* Begin ENTRIES SUPPLIED *

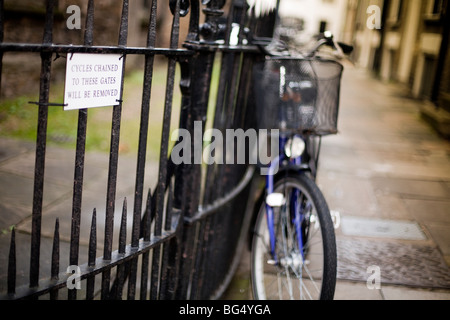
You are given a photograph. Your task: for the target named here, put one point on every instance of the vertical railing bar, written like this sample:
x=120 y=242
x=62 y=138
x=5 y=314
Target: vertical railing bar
x=167 y=247
x=12 y=266
x=121 y=268
x=41 y=144
x=93 y=240
x=145 y=257
x=123 y=228
x=219 y=221
x=142 y=150
x=113 y=160
x=90 y=281
x=79 y=161
x=2 y=19
x=143 y=131
x=160 y=191
x=55 y=260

* End ENTRIES SUPPLIED *

* _DIRECTIONS_
Convert the data above into a Markdown table with the columns Row and Line, giving each nonblank line its own numbered row. Leave the pictures out of the table.

* _FULL OUTPUT_
| Row | Line |
|---|---|
| 1 | You are given a photograph. Your task: for the target named here, put one point on every instance of the vertical railing bar, written like this sample: |
| 2 | x=120 y=242 |
| 3 | x=62 y=138 |
| 4 | x=5 y=314 |
| 5 | Target: vertical railing bar |
| 6 | x=167 y=247 |
| 7 | x=12 y=266 |
| 8 | x=121 y=268 |
| 9 | x=41 y=144 |
| 10 | x=93 y=240 |
| 11 | x=145 y=257 |
| 12 | x=123 y=228 |
| 13 | x=219 y=221 |
| 14 | x=142 y=150 |
| 15 | x=113 y=160 |
| 16 | x=90 y=281 |
| 17 | x=79 y=161 |
| 18 | x=2 y=19 |
| 19 | x=143 y=131 |
| 20 | x=160 y=191 |
| 21 | x=55 y=260 |